**Things to do**
1 > According to the text on the 2005 film Rakshasa, what is the film's running time?
2 > Pick up the text on the 2005 film Rakshasa where it leaves off and keep writing.

- VCD cover
- Directed by: Sadhu Kokila
- Written by: Tushar Ranganath
- Screenplay by: Sadhu Kokila
- Produced by: Ramu
- Starring: Shiva Rajkumar Gajala Kishore Rangayana Raghu
- Cinematography: Krishnakumar
- Edited by: T. Shashikumar
- Music by: Sadhu Kokila
- Production company: Ramu Films
- Release date: 25 March 2005;
- Running time: 158 minutes
- Country: India
- Language: Kannada

= Rakshasa (2005 film) =

Rakshasa is a 2005 Indian Kannada-language crime thriller film directed by Sadhu Kokila, written by Ranganath and produced by Ramu. The film features Shiva Rajkumar and Gajala in the lead roles along with Ruthika, Amrutha, Kishore and Rangayana Raghu in other pivotal roles.

**Region annotation items**

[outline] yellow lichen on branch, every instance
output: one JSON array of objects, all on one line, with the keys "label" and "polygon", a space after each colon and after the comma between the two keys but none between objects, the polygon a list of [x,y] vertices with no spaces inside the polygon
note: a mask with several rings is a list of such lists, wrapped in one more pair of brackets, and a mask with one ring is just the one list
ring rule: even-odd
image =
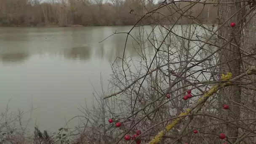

**Results by task**
1 > 158 minutes

2 >
The film featured original score and soundtrack composed by Sadhu Kokila. Upon release, the film was appreciated for its making style and won numerous awards at the Karnataka State Film Awards for the year 2004–05.

== Plot ==
A police officer brings down the underworld dons and murders them in staged encounters to rid the society of evil.

==Production==
The first schedule was completed in June 2004. The dance number "Jollu Jollu Jollayya" featuring Tejashree and forty dancers was shot in a set at Madhu Art Studios, Bangalore.

== Soundtrack ==
The music was composed by Sadhu Kokila and the audio was sold on Jhankar Music label.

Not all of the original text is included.